Aufgabenstellung
• 1. Nenne alle Institutionen, die im Textauszug über Apple und das FBI vorkommen, ohne Einzelpersonen. Führe jede nur einmal auf, in der Reihenfolge ihrer ersten Erwähnung.
• 2. Ermittle bitte, in wie vielen Zeilen der Einträge die Zeichenfolge "wall" vorkommt, wobei Groß- und Kleinschreibung zählt. Gib nur die Zahl an.

Vorliegender Textauszug
########
Wenn die Regierung die Gelegenheit hatte, Backups der Handy-Dateien zu beschaffen, diese Chance aber vermasselt hat, indem sie das iCloud-Passwort zurückgesetzt hat, könnte das Gericht sich dagegen entscheiden, Apple zur Erstellung einer speziellen FBI-Version des iOS zu zwingen. Apple hat sich der gerichtlichen Anordnung mit dem Argument widersetzt, dass eine solche Veränderung des iOS sich auf alle iPhone-Nutzer auswirken würde. Das FBI sagt, die Software würde nur für Farooks Arbeitshandy eingesetzt werden, doch laut Apple könnte sie für alle iPhones verwendet werden und somit ein riesiges Sicherheitsproblem für die Firma bedeuten.

iOS bietet zwei Sicherheitsfeatures, die einen unerwünschten Zugriff auf ein iPhone verhindern: Wenn ein Nutzer die falsche PIN in den Sperrbildschirm eingibt, gibt es eine Zeitverzögerung, bis der nächste Versuch gemacht werden kann, und wenn 10 falsche Eingaben hintereinander erfolgen, löscht das Handy seine Verschlüsselungsdaten und sperrt sich für immer. Das FBI möchte beide Features ändern, sodass es eine unbegrenzte Anzahl von PIN-Versuchen hat, ohne zwischen den Eingaben warten zu müssen.

Wenn das FBI Zugang zu allen iCloud-Backups von Farooks Handy hätte, wäre Apple vermutlich nicht umHilfe beim Knacken des eigentlichen Telefons gebeten worden. Doch ein iCloud-Backup für die wichtige Zeitspanne vor dem Anschlag ist nicht erfolgt, und hier kommen der PIN und Apple ins Spiel.

Ob nun das Gesundheitsamt alleine dafür verantwortlich ist, dass das Passwort zurückgesetzt wurde, oder ob es auf Befehl des FBI gehandelt hat, „die Regierung hat diese Tür definitiv geschlossen", sagte Cardozo. „Es gab potentiell einen weiteren Weg, wie man Daten von dem Gerät hätte beschaffen können, doch die Regierung hat diese Möglichkeit mit einer vorsätzlichen Handlung zerstört."

Wenn das Gericht Cardozo zustimmen sollte, bleibt es den Apple-Entwicklung möglicherweise tatsächlich erspart ein Backdoor-iOS zu entwickeln.
########
Bereitgestellte Einträge
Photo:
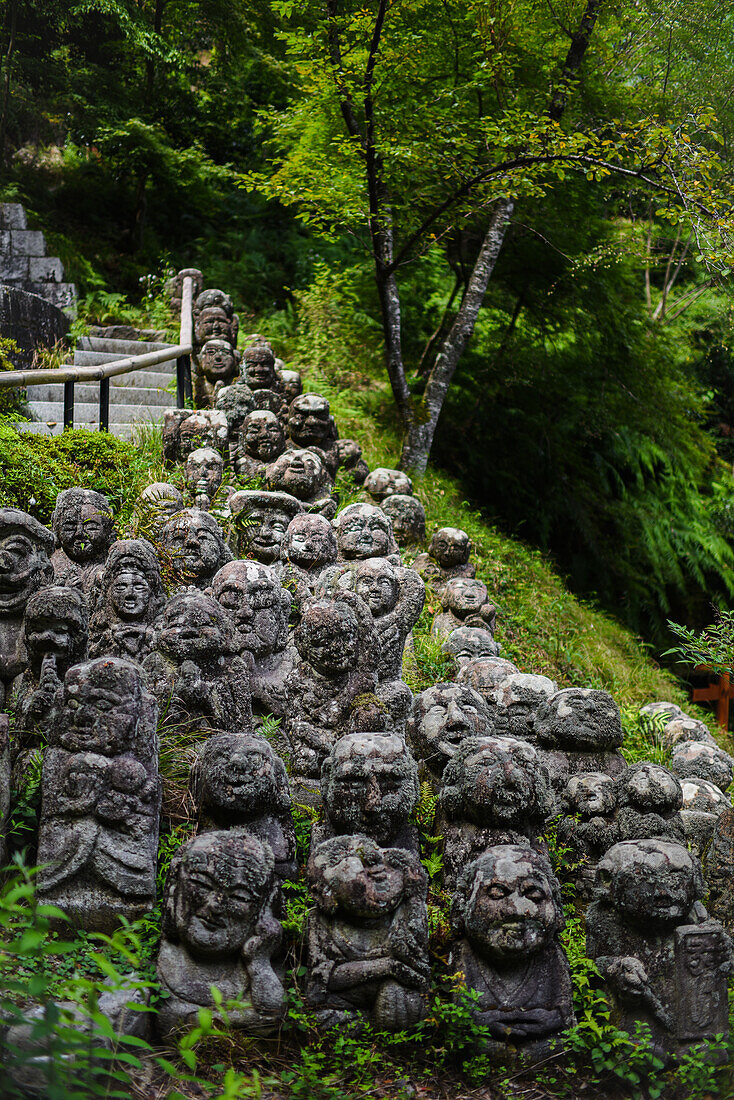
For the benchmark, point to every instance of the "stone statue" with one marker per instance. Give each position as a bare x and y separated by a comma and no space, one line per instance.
98,835
239,782
370,785
25,546
507,914
219,930
129,601
448,556
649,798
260,607
368,936
665,961
580,729
84,528
442,717
362,531
55,629
495,791
196,671
195,545
382,483
218,361
262,440
408,518
466,602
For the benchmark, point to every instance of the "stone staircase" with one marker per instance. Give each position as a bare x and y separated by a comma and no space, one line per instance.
138,397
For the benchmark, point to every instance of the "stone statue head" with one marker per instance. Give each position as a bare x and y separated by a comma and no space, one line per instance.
205,469
83,524
363,530
507,903
383,482
309,420
259,367
252,594
353,876
195,627
218,361
652,882
450,547
267,518
56,624
196,545
219,894
370,784
25,546
106,710
497,781
579,719
262,436
239,778
309,542
442,717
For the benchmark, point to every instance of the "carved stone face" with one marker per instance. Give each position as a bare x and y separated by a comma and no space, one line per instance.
195,627
442,716
450,547
308,420
252,595
363,531
370,784
205,469
464,596
101,707
83,524
328,637
217,361
655,881
510,909
375,581
262,436
24,564
223,880
309,542
299,473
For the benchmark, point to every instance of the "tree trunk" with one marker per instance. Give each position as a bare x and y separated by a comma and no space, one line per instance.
419,436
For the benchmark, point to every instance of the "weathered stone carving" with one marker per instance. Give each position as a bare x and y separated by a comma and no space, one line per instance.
363,530
55,629
195,545
507,912
382,483
260,607
239,782
84,528
368,938
262,440
580,729
466,602
664,959
370,785
217,362
495,791
100,798
267,516
129,601
219,930
25,546
408,518
700,760
196,671
649,798
442,717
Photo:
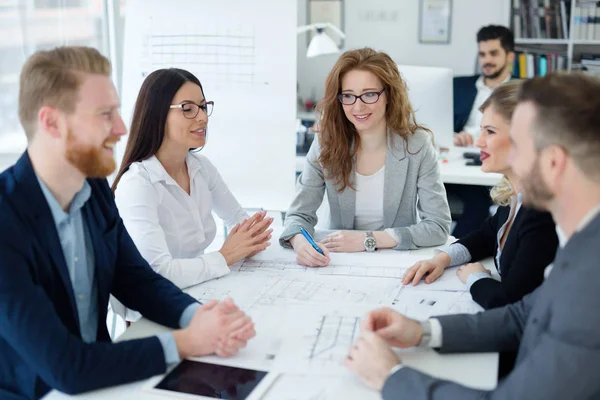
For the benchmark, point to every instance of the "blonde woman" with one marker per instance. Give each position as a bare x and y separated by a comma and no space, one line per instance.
376,163
522,240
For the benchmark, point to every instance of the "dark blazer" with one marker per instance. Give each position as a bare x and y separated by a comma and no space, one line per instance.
40,343
464,96
529,248
554,329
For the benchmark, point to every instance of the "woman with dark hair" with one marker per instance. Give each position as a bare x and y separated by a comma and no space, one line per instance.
166,192
376,163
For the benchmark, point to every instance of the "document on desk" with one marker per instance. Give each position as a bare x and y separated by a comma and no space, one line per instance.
417,303
309,387
261,351
319,339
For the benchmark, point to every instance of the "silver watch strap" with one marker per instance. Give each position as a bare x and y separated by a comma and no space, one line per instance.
426,337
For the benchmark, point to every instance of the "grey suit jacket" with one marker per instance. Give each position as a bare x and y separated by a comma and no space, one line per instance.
412,182
556,330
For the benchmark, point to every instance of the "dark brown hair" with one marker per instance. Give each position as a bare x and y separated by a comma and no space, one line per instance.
150,115
568,115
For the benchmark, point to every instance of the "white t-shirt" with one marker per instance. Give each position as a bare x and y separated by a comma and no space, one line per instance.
170,228
368,214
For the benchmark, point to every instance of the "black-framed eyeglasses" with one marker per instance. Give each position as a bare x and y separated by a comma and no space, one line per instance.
191,110
348,99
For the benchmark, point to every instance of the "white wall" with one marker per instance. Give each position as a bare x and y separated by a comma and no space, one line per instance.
399,37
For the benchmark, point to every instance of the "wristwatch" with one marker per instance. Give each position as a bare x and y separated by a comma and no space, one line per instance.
426,337
370,242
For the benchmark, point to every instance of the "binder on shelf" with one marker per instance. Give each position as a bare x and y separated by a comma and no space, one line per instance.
540,19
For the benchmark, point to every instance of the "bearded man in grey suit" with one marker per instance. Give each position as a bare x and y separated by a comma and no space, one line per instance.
555,133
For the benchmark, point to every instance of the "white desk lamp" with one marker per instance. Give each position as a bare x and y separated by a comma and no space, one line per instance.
321,43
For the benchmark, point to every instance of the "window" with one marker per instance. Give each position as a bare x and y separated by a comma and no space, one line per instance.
27,26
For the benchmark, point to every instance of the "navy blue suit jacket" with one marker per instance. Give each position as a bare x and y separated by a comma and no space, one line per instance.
465,92
40,343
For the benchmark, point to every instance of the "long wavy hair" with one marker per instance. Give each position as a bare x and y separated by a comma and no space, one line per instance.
339,139
150,115
504,100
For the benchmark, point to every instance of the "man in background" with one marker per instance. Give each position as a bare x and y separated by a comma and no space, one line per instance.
495,56
555,152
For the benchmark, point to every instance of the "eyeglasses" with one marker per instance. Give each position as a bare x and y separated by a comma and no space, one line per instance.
191,110
348,99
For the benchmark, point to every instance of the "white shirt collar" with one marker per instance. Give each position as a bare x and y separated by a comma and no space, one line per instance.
157,172
480,83
563,239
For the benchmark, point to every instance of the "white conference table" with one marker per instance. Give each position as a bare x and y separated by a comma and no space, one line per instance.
453,169
475,370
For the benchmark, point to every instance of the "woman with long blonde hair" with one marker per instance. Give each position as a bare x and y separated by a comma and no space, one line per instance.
522,240
376,163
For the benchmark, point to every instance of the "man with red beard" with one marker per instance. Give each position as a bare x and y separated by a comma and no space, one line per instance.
555,132
64,249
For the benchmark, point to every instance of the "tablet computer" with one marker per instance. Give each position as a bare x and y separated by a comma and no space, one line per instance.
194,379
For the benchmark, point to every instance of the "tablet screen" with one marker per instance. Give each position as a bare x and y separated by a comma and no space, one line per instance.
211,380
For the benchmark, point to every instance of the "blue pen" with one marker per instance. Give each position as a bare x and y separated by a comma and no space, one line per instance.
311,241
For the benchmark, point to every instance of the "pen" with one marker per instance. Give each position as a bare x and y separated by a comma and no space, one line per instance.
311,241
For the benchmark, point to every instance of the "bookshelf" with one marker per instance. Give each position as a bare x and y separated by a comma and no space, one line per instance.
560,32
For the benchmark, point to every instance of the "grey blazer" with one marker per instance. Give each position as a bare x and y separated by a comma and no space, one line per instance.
556,330
412,182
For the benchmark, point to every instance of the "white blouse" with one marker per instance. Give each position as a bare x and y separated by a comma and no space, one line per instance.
368,213
170,228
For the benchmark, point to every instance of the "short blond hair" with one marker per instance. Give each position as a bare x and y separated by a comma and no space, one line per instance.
504,101
52,78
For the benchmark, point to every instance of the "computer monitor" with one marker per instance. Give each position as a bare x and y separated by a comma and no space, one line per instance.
430,93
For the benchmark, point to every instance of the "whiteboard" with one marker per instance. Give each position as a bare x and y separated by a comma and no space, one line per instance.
244,54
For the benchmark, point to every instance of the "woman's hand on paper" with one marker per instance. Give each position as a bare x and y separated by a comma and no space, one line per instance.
306,255
430,269
247,238
467,269
216,327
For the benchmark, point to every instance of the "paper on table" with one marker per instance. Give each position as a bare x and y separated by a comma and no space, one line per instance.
423,304
322,337
307,387
261,351
447,282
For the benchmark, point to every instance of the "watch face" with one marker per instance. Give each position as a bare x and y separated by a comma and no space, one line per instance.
370,243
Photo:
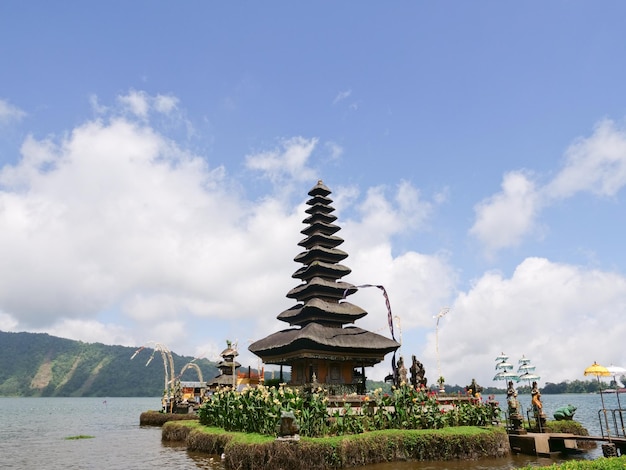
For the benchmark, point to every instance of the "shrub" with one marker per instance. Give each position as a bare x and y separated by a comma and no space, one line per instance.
258,410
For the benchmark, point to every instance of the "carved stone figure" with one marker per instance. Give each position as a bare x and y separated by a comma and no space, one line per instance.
565,413
474,389
418,378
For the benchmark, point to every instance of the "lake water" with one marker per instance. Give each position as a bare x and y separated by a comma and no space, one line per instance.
33,434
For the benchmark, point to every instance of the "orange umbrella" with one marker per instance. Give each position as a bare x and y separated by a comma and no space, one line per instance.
600,371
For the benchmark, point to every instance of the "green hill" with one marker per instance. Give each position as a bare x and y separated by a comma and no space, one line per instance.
37,364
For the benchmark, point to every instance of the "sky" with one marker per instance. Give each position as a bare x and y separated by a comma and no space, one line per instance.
155,160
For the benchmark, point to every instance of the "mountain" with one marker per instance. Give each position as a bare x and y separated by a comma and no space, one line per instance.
37,364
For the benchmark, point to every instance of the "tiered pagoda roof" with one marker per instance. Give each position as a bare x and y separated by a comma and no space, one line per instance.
320,317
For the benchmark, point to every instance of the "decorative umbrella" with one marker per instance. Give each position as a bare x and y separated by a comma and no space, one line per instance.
526,368
530,377
506,375
504,366
600,371
502,357
615,371
526,371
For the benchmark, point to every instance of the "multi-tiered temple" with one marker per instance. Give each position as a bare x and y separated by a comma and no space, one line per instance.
320,347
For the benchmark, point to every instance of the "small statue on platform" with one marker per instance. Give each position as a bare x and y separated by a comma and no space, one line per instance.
513,410
565,413
511,399
474,389
540,416
402,371
417,374
536,399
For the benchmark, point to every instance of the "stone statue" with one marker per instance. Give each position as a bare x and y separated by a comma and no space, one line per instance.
417,374
513,410
511,398
540,416
536,399
402,371
474,389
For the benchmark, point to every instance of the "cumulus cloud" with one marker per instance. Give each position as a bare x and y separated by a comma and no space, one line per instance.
561,316
10,113
114,232
342,95
288,161
506,218
595,165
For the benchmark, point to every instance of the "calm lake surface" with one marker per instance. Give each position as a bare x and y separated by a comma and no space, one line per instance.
33,434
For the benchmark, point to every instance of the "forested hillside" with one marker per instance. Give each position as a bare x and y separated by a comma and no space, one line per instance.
37,364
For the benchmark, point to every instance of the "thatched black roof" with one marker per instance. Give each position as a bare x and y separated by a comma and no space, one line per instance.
319,341
321,312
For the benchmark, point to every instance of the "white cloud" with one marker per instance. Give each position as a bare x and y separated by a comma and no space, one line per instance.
505,218
596,164
10,113
563,317
342,95
136,103
115,233
289,161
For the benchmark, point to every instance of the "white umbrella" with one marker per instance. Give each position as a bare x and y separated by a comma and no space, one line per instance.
530,377
502,357
506,375
504,366
526,368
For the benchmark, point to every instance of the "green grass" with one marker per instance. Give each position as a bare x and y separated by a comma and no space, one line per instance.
613,463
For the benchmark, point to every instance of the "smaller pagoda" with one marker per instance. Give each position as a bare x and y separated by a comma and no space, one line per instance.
321,347
227,367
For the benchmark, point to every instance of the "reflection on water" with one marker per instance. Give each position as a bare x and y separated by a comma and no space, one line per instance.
33,434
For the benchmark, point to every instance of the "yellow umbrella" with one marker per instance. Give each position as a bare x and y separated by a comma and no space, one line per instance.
600,371
597,370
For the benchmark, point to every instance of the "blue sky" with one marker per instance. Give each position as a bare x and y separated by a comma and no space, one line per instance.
155,158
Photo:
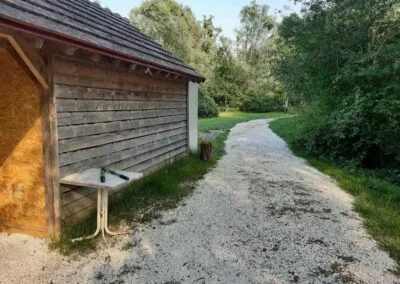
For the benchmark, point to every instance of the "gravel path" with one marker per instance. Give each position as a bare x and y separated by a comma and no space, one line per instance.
261,216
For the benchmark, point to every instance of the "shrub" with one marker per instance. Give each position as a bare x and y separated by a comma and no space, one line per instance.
207,106
263,103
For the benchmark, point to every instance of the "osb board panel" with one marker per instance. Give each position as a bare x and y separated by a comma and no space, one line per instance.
22,194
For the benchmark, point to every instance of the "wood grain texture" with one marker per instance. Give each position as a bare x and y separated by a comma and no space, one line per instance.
116,119
22,194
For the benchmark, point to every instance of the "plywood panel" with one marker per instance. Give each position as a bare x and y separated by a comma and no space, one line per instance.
22,194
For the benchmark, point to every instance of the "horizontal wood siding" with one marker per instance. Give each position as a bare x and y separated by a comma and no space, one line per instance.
119,119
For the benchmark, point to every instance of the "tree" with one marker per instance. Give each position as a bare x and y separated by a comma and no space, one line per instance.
256,25
175,27
345,55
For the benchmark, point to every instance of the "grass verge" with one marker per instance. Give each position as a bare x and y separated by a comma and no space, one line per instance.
145,200
376,199
227,120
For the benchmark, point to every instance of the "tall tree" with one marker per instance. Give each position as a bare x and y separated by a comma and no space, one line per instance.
345,55
256,25
176,27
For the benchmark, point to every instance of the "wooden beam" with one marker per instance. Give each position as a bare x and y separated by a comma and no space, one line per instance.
95,57
70,50
39,43
116,63
148,71
4,43
29,56
51,154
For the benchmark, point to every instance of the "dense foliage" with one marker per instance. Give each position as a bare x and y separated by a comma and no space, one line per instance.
238,72
341,58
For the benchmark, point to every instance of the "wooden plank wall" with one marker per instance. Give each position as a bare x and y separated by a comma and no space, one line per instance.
22,191
116,118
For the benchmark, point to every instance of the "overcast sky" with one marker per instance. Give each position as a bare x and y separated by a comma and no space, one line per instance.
226,12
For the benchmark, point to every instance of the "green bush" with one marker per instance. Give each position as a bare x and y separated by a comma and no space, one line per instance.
207,106
263,103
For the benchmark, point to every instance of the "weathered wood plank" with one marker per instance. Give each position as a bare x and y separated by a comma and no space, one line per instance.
94,76
75,118
77,156
122,155
74,67
79,216
132,161
76,92
74,144
76,194
147,165
66,132
83,199
104,84
75,105
78,205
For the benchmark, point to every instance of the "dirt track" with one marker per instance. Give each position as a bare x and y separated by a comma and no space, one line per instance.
261,216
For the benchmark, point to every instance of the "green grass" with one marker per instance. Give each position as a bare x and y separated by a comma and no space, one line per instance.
227,120
145,200
377,200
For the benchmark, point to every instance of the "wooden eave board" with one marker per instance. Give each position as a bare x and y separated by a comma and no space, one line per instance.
85,22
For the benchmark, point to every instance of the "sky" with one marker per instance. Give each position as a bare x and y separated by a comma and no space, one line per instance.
225,12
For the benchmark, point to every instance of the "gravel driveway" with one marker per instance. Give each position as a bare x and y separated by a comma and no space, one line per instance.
261,216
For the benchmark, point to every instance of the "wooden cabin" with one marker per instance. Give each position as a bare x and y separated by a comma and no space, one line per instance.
80,87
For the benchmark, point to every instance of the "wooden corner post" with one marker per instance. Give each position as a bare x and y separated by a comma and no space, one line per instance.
51,154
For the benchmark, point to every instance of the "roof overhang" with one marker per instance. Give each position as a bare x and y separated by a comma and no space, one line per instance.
49,35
########
Lösungen im Einzelnen
• 1. Regierung, Gericht, Apple, FBI, Gesundheitsamt

• 2. 2